___ Available data

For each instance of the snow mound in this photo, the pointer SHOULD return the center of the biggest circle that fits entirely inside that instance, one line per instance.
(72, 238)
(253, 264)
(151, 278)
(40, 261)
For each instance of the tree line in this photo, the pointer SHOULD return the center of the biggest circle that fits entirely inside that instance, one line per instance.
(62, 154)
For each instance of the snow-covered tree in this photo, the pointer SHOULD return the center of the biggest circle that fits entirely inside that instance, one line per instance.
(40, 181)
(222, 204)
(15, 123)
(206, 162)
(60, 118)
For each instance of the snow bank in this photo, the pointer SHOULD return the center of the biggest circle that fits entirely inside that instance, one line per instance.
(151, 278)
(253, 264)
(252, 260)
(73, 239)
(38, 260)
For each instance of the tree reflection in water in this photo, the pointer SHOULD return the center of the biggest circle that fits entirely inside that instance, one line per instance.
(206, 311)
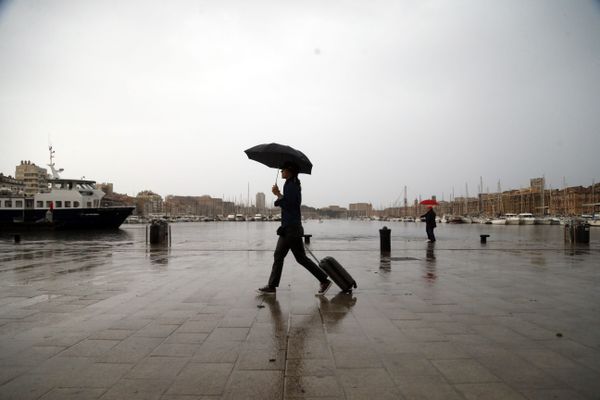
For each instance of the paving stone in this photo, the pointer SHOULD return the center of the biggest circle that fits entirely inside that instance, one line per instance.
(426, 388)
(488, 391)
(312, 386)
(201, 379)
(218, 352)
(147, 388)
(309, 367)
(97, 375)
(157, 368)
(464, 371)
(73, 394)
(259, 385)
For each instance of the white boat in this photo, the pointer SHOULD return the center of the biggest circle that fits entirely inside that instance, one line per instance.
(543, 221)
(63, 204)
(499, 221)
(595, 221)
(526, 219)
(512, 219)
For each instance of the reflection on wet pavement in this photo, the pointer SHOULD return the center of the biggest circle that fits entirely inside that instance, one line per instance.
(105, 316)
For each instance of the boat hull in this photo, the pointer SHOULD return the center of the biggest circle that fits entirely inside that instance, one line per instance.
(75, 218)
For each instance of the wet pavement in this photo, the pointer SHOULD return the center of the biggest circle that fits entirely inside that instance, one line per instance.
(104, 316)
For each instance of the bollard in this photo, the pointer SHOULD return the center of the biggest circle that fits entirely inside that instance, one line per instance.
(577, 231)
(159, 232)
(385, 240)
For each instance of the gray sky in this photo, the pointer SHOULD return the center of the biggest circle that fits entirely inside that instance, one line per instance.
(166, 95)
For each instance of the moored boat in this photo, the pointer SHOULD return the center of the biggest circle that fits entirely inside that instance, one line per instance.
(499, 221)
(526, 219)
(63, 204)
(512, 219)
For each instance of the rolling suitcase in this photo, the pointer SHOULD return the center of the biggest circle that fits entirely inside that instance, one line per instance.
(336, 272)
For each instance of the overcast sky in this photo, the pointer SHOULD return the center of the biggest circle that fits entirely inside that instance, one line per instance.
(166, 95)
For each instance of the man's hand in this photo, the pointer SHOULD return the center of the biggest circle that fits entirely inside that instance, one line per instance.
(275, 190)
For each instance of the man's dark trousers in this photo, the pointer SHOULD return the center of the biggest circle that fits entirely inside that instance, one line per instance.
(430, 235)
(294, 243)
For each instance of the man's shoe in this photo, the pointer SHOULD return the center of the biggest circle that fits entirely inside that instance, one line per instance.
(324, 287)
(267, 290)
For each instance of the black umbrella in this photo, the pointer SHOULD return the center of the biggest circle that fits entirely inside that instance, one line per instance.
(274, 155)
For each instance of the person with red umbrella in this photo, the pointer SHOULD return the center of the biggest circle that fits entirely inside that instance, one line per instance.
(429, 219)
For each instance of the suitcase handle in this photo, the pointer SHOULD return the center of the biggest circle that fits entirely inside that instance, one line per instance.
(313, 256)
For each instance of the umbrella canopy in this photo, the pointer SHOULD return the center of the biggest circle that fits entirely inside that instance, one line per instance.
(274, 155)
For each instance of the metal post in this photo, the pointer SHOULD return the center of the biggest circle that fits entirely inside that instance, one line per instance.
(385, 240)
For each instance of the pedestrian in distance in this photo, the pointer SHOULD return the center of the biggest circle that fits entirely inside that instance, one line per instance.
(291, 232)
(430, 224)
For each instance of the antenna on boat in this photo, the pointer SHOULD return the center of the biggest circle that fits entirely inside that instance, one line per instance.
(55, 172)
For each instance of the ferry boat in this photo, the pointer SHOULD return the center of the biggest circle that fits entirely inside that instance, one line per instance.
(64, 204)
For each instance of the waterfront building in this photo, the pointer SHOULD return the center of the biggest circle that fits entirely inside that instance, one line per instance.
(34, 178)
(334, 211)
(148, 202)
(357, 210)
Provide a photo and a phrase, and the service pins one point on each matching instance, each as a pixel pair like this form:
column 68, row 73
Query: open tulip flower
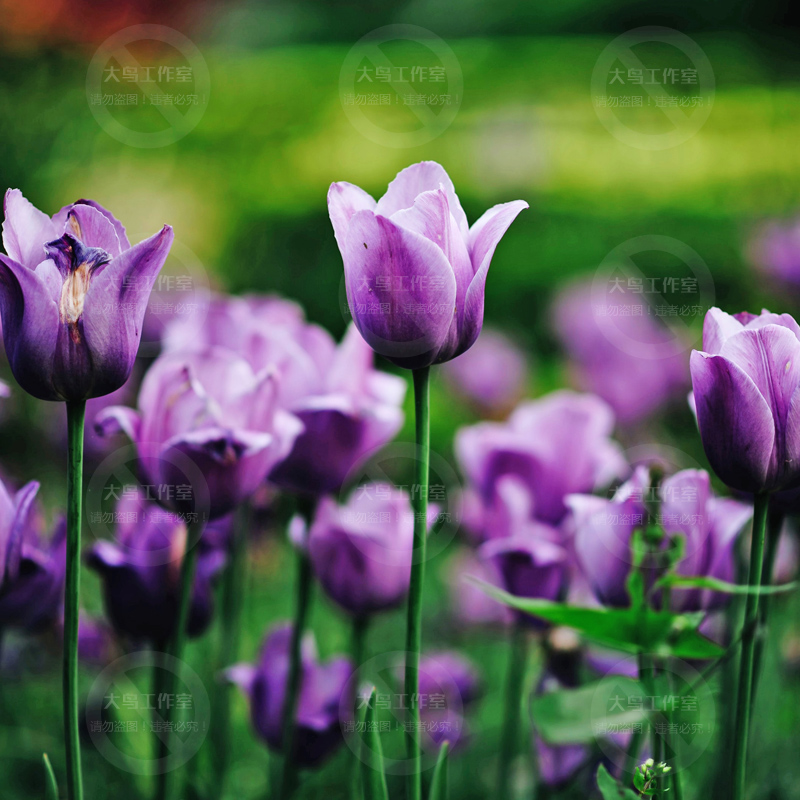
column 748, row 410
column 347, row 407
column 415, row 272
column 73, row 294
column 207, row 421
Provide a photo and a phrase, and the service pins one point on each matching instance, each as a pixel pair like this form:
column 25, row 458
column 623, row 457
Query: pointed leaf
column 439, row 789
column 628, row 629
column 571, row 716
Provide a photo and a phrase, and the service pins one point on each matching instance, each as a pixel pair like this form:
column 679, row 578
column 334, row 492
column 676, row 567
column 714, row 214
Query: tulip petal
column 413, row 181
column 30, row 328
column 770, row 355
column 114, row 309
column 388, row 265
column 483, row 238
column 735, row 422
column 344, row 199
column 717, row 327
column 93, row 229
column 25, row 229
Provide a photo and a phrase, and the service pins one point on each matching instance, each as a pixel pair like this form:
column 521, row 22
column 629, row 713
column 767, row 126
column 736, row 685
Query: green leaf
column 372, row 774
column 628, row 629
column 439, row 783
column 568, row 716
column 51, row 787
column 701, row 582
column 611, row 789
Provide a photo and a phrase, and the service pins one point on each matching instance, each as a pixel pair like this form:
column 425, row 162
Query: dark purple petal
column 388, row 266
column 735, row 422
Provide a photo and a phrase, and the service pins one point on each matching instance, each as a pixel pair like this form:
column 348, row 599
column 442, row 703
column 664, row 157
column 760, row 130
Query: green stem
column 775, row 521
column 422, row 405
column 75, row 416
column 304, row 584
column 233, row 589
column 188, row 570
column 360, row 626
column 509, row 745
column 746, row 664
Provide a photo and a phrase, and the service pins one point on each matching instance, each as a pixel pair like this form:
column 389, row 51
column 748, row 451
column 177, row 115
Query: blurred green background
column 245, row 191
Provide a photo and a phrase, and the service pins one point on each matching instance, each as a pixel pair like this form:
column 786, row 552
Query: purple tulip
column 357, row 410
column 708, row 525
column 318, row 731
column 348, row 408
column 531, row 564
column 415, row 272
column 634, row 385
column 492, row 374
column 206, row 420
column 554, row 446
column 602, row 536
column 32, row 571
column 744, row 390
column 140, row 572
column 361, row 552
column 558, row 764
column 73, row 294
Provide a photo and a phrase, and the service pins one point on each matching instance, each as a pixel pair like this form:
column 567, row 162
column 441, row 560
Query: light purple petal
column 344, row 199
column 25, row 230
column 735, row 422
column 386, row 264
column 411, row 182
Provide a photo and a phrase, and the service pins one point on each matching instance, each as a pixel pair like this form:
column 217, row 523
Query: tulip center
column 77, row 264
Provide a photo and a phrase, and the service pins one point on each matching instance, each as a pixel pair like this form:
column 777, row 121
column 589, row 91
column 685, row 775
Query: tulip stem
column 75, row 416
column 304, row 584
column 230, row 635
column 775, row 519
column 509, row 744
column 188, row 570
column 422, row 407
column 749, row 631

______
___ Available data

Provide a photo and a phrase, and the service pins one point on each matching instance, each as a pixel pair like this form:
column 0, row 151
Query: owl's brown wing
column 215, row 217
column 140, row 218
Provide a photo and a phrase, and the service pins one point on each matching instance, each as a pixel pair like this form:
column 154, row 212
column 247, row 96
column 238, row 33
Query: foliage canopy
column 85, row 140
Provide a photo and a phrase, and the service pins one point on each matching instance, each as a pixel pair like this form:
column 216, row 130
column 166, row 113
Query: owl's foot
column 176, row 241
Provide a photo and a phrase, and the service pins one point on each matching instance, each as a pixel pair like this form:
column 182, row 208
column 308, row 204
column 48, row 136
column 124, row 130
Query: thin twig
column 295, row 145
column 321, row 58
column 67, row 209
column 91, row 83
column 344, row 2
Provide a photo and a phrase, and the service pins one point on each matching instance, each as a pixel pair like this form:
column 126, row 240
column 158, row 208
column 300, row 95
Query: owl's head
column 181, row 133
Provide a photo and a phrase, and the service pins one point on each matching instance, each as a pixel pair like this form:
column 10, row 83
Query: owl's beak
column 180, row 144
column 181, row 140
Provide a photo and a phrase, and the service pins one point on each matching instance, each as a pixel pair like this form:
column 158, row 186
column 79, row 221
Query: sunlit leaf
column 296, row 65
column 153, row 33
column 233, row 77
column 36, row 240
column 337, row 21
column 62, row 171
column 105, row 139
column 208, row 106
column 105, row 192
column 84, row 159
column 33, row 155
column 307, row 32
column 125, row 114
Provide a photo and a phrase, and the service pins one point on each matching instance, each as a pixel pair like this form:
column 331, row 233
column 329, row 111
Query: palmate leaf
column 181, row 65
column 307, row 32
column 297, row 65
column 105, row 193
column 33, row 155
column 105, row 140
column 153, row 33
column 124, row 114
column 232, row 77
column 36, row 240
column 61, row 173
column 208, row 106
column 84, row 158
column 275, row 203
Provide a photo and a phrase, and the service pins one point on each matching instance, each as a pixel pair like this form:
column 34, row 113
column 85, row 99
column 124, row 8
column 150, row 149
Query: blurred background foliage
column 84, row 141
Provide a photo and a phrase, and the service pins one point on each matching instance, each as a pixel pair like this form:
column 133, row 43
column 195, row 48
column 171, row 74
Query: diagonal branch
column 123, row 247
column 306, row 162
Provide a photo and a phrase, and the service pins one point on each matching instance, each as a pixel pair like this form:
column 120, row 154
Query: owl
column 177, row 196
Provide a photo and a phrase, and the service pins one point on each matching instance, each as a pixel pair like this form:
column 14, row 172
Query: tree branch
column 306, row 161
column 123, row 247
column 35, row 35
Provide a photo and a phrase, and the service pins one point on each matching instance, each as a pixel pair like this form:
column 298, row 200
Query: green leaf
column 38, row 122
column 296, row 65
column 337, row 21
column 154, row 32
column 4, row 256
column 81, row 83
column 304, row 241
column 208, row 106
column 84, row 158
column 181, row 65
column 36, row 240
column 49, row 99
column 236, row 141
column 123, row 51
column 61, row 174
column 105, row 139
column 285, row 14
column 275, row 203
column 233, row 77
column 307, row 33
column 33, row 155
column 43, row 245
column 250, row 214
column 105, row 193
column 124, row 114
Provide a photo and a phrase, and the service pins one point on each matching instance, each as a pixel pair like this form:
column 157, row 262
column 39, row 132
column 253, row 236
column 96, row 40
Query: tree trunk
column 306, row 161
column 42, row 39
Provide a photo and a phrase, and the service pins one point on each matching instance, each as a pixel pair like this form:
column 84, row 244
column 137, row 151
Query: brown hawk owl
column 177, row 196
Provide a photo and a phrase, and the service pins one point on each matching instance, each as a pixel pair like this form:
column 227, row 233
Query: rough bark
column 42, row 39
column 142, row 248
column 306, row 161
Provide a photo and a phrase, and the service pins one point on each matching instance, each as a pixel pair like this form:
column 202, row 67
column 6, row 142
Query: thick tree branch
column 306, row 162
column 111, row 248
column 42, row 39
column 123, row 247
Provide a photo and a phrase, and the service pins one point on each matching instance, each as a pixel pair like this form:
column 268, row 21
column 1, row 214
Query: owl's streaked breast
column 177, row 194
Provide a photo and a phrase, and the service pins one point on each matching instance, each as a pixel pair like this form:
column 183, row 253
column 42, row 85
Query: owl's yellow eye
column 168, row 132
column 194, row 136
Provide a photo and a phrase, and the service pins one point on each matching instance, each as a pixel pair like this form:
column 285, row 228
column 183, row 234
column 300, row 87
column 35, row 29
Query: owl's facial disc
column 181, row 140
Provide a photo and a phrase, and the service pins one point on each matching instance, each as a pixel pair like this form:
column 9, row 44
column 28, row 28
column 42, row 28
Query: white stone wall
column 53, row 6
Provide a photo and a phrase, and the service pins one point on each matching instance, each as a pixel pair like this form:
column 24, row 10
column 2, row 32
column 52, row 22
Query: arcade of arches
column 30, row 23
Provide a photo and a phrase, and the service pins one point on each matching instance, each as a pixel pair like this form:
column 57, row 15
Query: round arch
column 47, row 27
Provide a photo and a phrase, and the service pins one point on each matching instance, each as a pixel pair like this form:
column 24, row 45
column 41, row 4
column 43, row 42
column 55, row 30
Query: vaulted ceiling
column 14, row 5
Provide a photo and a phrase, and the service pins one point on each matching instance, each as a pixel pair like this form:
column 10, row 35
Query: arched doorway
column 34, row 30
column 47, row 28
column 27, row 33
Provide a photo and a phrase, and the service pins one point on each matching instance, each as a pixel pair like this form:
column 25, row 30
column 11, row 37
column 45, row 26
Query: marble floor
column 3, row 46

______
___ Available data

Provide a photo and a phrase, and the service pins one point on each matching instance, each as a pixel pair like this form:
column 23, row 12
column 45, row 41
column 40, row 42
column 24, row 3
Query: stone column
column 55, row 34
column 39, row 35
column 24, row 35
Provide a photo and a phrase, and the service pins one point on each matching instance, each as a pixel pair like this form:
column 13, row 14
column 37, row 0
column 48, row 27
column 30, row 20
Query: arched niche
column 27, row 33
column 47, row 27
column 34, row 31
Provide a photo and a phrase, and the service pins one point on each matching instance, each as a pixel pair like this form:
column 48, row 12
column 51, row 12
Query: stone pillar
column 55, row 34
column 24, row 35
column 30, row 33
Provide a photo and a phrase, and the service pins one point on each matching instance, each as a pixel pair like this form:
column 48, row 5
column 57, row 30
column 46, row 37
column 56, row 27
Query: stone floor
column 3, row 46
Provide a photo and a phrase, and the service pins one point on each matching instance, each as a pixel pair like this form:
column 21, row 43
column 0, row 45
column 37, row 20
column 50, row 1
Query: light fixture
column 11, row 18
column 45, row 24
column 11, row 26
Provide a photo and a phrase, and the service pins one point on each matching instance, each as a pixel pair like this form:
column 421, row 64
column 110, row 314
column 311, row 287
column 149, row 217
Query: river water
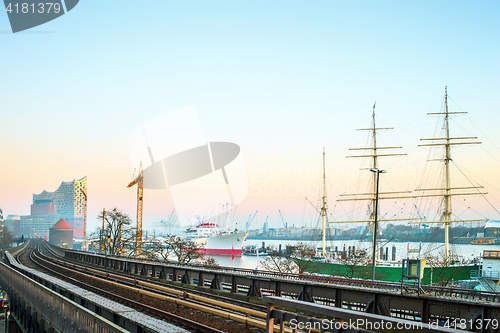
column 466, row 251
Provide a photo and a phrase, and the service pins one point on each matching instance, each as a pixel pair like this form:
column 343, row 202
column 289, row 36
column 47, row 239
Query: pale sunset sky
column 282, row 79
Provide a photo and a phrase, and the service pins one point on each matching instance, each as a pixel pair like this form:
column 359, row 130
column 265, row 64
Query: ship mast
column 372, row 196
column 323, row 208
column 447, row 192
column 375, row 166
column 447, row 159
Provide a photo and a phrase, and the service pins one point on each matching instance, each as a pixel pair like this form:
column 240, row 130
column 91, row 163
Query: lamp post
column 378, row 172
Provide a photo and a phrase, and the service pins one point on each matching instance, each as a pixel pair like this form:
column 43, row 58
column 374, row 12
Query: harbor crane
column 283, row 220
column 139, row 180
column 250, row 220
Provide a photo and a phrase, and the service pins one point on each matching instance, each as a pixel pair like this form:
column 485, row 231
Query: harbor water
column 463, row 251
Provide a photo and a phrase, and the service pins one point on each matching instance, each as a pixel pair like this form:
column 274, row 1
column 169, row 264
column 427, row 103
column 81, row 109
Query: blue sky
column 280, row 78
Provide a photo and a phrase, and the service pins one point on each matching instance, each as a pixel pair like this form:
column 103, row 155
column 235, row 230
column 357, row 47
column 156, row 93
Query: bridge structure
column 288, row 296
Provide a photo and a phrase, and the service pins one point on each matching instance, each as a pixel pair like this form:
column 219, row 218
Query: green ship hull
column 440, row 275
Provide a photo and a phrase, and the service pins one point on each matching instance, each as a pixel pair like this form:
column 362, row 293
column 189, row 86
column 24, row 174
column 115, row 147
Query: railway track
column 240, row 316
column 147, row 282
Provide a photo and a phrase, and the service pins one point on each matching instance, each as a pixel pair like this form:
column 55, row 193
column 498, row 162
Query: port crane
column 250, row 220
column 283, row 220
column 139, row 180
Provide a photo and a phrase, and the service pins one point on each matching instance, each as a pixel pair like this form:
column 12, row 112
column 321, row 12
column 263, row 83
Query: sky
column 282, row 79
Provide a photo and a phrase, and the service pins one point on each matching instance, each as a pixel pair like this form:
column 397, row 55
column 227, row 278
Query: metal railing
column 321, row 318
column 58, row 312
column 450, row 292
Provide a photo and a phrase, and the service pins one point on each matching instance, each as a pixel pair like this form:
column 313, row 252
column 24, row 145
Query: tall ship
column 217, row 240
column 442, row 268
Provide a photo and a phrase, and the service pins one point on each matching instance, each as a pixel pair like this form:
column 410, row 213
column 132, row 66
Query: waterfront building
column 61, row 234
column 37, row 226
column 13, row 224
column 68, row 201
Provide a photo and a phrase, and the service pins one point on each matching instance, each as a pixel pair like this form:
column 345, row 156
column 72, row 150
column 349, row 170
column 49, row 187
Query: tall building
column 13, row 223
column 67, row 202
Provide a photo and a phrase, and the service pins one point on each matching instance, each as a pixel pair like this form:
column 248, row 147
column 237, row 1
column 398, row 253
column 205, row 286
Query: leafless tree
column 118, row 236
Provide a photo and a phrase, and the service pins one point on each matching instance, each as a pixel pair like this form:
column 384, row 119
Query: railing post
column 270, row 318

______

Problem details →
Reproduce the lines above starting at the one with "column 50, row 1" and ending at the one with "column 289, row 36", both included, exactly and with no pictures.

Your solution →
column 50, row 1
Query: light fixture
column 11, row 18
column 45, row 24
column 11, row 26
Provide a photo and a phrase, and the service pins one point on each matching instance, each as a pixel pair like this form:
column 421, row 64
column 110, row 314
column 311, row 287
column 149, row 217
Query: river water
column 466, row 251
Provide a photo and a phrase, and the service pins one point on each matching instance, each as a pixel pair like this form:
column 343, row 202
column 289, row 36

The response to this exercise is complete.